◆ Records
_ _ _ _ _

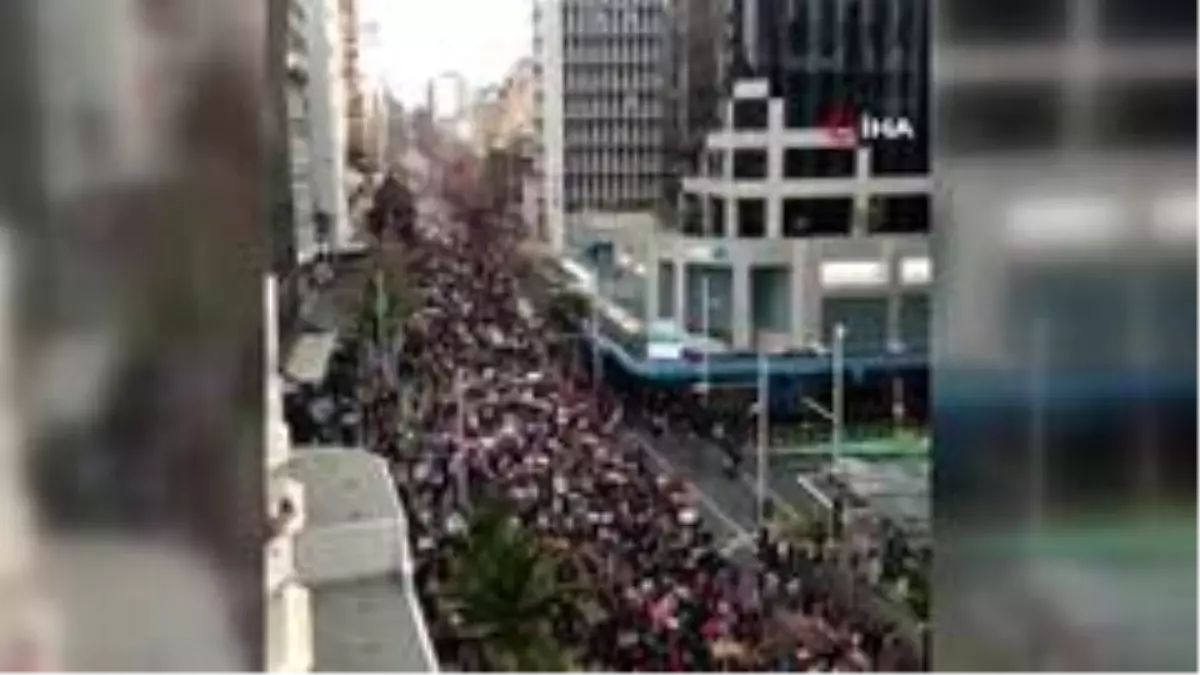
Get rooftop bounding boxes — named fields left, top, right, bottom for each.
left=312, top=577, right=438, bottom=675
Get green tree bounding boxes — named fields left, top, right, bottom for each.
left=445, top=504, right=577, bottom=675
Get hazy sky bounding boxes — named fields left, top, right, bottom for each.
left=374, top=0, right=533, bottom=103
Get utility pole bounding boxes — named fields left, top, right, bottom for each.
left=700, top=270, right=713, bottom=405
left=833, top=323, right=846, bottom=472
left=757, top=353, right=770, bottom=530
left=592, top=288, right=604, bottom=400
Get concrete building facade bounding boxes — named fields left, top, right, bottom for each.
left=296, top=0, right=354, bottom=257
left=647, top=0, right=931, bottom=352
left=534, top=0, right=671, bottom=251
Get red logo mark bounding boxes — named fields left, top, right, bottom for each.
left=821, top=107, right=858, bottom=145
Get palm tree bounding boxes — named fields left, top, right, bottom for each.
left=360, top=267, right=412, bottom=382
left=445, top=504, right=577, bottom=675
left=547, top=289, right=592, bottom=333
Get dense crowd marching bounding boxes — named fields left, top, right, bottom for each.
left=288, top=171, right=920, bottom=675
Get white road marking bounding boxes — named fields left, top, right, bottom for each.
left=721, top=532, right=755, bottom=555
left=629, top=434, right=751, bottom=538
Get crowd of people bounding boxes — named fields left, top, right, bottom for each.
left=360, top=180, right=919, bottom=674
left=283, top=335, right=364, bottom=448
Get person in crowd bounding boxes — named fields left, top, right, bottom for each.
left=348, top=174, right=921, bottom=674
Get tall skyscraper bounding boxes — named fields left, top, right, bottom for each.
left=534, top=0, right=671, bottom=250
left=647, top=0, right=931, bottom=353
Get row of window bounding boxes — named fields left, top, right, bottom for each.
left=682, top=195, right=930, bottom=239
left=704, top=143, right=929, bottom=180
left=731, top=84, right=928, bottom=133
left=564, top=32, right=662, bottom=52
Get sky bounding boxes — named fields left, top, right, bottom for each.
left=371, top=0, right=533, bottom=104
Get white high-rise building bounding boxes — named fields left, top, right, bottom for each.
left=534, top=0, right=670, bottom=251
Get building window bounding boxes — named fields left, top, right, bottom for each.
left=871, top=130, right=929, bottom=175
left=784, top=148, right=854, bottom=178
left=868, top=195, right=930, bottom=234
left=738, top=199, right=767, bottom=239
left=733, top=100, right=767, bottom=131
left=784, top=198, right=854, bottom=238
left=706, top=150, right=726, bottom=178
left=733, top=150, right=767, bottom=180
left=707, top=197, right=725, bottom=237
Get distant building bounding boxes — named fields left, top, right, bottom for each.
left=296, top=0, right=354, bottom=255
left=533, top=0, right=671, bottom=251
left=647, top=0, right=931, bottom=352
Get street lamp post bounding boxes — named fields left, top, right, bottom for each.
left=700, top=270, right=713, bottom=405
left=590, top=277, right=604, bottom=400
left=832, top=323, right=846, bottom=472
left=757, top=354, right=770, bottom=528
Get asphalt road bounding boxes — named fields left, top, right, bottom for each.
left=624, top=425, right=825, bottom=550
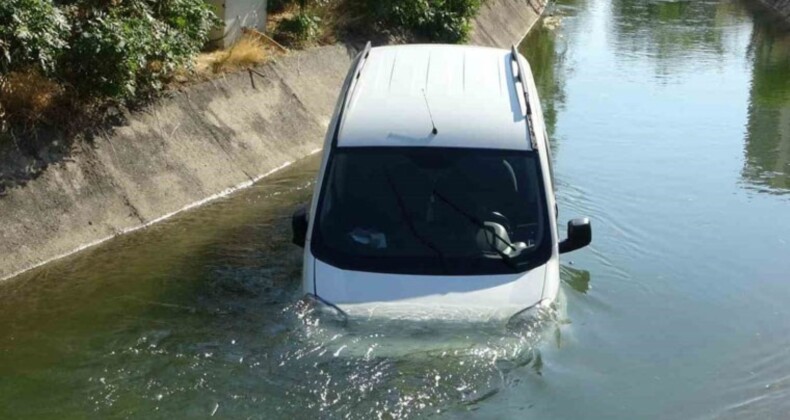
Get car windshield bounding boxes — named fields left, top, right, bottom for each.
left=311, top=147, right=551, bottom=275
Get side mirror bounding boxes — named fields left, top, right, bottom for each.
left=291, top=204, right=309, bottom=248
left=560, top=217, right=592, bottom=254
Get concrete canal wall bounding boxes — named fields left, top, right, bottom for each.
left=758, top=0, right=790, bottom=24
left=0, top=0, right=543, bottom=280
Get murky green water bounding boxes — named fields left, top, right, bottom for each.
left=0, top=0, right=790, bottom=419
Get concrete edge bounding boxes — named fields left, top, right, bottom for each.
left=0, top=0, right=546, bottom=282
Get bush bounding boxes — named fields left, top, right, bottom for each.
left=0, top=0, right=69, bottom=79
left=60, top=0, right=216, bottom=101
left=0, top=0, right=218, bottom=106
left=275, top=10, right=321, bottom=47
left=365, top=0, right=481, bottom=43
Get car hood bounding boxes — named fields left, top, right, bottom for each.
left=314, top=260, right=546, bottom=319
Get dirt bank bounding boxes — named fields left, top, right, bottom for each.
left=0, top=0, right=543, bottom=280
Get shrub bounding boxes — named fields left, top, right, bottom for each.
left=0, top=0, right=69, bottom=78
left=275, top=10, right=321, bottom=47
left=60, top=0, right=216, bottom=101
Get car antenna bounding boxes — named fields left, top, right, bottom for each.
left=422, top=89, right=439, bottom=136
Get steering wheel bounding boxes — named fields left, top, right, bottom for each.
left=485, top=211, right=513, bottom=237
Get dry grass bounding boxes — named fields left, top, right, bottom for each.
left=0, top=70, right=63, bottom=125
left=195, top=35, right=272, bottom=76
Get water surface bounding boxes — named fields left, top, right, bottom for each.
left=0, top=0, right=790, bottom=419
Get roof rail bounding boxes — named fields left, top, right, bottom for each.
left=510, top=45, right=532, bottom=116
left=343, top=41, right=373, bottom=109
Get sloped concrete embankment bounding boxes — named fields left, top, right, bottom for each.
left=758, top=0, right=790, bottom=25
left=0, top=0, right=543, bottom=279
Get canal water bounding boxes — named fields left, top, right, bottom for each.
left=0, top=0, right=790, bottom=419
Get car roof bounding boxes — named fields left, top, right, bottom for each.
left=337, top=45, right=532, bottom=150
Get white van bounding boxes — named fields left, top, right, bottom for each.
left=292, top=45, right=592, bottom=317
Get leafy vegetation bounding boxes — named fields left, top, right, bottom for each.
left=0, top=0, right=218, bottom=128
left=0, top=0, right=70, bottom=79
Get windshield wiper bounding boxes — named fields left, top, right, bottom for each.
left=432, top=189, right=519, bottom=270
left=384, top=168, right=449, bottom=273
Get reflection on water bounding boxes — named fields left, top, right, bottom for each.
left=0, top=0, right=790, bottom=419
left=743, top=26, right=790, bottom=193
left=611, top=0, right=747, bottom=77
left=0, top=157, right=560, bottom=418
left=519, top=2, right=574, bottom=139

_ _ _ _ _

◆ What the task asks
Pick out every line of the rows above that contains the word "crowd" and copy each one.

◆ Response for this exercise
Get dense crowd marching bounding boxes — named fields left, top, right, bottom for each.
Get crowd of people bounding boxes — named fields left, top, right, bottom for each.
Get person in crowd bounding boxes — named fields left, top, right, bottom for each.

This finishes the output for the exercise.